To be done
Please extract every line of the material below that contains the string "logo", treating uppercase and lowercase as different.

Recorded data
** Begin **

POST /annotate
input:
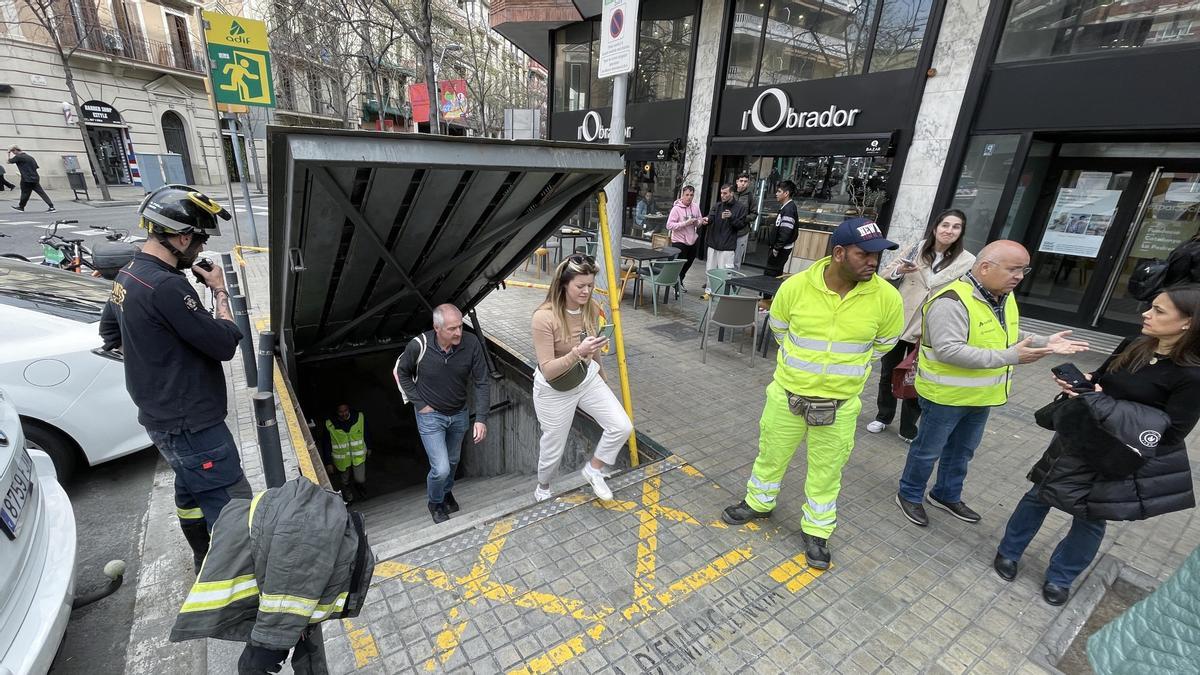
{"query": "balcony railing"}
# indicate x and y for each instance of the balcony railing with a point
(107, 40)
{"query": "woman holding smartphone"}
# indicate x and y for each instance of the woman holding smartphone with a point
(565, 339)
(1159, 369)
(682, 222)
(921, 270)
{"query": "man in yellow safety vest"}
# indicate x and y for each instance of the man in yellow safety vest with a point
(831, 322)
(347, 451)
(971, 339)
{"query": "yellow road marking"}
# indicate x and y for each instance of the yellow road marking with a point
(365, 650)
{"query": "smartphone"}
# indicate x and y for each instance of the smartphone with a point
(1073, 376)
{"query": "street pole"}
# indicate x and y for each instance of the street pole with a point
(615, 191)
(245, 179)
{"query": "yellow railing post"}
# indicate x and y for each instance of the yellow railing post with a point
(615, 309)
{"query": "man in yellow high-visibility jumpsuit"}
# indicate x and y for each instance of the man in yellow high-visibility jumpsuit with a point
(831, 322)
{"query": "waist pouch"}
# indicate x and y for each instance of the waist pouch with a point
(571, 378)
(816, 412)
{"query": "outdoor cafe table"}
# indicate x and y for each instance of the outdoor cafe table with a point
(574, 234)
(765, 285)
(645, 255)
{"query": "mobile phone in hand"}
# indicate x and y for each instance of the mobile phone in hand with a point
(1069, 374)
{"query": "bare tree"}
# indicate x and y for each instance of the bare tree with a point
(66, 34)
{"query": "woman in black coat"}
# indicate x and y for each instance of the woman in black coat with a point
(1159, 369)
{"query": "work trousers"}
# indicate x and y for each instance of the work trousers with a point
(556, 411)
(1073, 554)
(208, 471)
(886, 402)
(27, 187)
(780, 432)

** End **
** Begin **

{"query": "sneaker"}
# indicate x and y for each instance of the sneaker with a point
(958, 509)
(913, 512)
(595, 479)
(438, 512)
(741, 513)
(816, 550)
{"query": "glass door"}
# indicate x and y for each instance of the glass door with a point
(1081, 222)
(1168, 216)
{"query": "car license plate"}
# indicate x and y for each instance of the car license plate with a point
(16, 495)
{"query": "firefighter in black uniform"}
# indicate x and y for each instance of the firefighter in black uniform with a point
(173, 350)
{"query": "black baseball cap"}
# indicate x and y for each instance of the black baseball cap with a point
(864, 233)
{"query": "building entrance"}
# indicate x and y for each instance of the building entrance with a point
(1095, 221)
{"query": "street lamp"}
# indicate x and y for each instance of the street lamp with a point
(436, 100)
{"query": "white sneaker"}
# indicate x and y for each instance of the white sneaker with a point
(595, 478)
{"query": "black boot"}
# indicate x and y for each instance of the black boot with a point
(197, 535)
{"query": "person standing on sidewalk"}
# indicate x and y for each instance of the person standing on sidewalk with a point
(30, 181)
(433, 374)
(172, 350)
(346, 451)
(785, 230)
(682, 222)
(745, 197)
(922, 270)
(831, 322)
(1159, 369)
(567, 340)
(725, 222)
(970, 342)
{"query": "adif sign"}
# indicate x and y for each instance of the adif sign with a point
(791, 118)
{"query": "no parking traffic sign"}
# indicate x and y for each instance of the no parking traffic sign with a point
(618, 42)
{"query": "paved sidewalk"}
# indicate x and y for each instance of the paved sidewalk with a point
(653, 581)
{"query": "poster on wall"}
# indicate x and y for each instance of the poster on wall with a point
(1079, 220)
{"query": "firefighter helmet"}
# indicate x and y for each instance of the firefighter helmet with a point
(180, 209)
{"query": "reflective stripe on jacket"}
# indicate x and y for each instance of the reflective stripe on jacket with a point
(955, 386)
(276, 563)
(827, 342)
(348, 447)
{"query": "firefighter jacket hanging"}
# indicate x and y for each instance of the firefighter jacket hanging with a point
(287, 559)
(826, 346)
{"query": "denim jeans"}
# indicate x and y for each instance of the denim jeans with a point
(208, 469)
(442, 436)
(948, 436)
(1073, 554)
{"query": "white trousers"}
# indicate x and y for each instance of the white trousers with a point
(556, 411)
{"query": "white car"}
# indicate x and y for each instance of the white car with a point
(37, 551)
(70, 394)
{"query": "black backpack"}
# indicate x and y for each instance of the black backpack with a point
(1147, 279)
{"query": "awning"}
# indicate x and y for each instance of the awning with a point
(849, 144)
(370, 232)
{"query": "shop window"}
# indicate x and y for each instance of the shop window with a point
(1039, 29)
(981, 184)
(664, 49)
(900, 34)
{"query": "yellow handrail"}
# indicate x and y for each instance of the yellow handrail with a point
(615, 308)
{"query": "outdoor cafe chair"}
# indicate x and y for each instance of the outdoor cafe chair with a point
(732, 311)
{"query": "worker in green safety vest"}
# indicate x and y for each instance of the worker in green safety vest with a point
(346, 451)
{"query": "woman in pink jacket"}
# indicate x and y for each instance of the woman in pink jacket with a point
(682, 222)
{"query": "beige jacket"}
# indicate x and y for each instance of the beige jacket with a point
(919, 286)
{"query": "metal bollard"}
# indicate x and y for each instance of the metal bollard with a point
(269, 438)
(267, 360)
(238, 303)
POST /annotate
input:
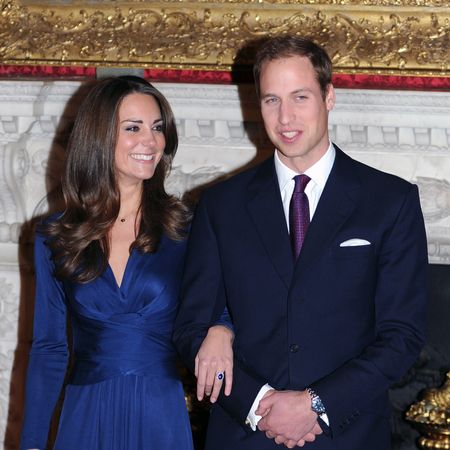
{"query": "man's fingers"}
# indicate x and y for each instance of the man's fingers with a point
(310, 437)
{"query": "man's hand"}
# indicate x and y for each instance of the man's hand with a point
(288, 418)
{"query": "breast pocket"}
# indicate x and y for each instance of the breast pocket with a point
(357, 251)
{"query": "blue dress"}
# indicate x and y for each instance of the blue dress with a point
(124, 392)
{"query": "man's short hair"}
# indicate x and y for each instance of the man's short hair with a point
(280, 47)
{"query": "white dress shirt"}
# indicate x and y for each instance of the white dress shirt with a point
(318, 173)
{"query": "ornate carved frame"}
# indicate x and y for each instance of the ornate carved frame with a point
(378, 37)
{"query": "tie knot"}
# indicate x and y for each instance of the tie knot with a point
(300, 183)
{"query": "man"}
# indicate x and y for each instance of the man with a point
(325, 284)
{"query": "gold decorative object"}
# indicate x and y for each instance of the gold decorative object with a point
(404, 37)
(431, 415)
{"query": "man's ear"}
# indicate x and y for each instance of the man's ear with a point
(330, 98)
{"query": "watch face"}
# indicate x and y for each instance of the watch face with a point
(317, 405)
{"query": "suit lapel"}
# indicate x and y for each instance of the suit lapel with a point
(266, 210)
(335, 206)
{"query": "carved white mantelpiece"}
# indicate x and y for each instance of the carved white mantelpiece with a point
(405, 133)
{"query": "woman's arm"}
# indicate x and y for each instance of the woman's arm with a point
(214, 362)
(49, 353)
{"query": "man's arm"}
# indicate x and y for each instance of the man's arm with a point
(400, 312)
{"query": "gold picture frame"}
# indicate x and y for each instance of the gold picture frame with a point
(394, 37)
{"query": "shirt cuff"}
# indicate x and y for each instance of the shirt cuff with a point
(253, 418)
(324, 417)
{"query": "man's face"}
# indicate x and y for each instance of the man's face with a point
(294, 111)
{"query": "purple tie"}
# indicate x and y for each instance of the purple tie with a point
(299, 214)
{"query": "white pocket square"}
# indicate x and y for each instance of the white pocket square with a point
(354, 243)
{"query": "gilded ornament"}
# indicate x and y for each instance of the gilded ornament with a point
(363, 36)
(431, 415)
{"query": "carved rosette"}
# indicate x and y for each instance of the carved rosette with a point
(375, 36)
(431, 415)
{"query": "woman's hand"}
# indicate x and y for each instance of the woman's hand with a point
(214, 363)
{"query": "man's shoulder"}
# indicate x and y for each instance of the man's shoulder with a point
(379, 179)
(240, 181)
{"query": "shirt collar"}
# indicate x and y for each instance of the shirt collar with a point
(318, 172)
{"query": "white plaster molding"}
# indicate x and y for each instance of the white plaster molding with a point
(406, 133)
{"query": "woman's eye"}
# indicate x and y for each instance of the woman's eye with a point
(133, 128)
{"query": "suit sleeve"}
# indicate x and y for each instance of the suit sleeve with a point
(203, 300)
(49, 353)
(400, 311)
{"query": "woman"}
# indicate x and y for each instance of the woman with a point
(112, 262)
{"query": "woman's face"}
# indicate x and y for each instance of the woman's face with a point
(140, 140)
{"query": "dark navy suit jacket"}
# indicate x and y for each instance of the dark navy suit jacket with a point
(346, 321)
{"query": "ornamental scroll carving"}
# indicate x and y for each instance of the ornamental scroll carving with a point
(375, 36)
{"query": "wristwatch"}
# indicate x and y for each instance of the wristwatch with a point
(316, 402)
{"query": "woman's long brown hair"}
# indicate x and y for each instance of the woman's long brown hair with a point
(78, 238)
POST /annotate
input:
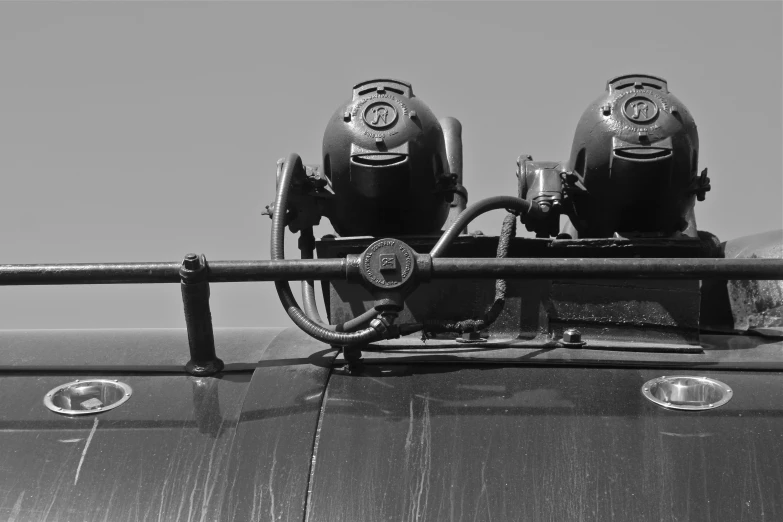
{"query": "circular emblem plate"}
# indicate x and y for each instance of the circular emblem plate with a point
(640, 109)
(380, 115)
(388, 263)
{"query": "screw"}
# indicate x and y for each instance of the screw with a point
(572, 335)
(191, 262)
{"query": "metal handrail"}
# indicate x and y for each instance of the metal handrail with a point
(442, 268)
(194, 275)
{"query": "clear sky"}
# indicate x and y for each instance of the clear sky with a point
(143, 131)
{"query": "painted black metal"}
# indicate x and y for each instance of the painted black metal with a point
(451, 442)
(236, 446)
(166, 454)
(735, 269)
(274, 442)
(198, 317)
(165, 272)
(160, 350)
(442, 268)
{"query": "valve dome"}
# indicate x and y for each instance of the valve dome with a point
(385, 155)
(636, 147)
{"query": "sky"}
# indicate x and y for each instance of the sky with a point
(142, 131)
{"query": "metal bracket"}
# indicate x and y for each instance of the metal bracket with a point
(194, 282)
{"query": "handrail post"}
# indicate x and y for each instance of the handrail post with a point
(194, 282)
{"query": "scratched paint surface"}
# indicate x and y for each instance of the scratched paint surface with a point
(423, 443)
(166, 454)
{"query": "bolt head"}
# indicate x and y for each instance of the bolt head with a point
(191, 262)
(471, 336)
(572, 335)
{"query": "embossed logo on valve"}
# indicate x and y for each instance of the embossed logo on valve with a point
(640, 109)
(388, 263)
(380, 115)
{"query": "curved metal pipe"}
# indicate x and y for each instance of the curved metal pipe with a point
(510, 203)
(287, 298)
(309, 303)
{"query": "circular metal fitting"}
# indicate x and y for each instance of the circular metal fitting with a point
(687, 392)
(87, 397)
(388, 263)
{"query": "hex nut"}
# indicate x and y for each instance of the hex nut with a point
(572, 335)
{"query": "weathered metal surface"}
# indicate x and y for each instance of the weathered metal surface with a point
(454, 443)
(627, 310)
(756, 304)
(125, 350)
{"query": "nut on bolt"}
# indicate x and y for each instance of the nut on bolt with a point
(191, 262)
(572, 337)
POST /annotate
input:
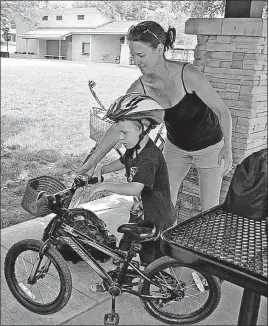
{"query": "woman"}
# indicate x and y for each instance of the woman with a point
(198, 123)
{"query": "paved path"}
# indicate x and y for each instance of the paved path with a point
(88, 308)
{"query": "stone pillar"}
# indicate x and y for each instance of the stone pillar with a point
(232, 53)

** End **
** Begin **

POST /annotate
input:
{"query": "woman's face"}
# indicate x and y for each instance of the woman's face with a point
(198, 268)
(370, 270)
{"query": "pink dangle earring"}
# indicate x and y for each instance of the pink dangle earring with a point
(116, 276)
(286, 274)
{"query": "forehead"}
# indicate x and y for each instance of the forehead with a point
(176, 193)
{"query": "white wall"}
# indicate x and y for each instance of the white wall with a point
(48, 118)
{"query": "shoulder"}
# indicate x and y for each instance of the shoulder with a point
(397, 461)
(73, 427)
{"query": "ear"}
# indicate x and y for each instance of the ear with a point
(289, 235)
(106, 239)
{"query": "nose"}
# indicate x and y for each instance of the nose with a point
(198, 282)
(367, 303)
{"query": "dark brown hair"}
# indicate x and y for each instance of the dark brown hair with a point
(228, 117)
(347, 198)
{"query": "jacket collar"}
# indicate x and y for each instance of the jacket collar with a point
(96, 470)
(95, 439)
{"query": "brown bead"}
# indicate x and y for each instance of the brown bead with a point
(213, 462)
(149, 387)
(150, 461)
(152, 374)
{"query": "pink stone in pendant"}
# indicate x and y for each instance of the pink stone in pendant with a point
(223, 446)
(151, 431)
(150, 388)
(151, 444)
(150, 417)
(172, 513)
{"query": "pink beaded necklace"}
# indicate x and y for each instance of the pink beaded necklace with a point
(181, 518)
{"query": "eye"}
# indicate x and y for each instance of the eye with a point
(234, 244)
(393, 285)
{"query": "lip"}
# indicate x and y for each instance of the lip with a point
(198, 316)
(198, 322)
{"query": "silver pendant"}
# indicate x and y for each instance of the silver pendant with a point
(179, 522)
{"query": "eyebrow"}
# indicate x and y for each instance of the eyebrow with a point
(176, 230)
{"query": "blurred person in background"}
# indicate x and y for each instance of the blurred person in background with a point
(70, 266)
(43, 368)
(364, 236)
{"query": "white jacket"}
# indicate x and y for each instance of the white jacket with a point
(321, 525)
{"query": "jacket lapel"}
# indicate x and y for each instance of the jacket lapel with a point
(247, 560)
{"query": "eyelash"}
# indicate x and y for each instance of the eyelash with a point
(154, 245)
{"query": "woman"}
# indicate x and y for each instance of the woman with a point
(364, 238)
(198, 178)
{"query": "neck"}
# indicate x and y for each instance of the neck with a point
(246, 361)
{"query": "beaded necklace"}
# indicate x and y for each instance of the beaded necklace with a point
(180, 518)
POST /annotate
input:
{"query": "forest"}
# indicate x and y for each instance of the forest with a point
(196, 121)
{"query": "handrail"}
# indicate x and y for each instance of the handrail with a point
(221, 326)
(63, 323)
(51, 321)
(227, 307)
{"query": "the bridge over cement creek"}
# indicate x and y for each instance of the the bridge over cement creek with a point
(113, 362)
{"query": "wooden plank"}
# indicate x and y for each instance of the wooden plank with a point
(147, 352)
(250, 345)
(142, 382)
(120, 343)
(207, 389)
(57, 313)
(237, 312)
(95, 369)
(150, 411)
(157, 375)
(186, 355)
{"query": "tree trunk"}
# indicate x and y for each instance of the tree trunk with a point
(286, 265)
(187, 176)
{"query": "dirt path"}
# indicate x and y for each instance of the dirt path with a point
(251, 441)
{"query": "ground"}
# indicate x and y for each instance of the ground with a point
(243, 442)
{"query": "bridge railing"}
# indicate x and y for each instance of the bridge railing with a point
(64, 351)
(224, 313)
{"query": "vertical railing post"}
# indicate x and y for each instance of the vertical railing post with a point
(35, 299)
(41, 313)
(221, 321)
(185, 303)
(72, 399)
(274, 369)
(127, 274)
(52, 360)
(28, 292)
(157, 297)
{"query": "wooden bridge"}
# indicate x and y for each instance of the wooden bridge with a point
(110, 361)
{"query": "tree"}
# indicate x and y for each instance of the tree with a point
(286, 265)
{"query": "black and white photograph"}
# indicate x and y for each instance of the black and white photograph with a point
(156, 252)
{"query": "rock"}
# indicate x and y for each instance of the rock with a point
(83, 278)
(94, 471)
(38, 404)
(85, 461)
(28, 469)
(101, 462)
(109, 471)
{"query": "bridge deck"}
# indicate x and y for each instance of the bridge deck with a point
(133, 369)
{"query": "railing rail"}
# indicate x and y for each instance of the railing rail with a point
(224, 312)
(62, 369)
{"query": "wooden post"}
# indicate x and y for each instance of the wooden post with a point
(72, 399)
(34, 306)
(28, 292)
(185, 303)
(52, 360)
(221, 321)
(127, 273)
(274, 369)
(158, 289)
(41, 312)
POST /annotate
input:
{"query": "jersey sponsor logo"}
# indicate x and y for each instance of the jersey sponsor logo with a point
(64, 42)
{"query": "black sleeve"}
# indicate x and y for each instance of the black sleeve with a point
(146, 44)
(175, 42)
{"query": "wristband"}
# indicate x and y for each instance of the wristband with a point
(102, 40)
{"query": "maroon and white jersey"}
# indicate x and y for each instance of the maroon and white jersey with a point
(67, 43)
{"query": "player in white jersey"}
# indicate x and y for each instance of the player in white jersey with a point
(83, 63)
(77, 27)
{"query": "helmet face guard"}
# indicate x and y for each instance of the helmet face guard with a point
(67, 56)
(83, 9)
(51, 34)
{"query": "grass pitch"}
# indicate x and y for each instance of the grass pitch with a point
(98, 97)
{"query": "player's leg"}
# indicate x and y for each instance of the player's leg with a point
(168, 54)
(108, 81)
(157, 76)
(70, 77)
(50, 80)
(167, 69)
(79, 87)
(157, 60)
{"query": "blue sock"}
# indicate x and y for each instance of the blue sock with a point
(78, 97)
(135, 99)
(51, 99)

** End **

Output of the task
{"query": "embossed logo on valve"}
# indicate x and y for each instance of the embossed logo on valve with a point
{"query": "jersey sponsor logo"}
# indicate x and y for each instance of the jersey sponsor logo with a point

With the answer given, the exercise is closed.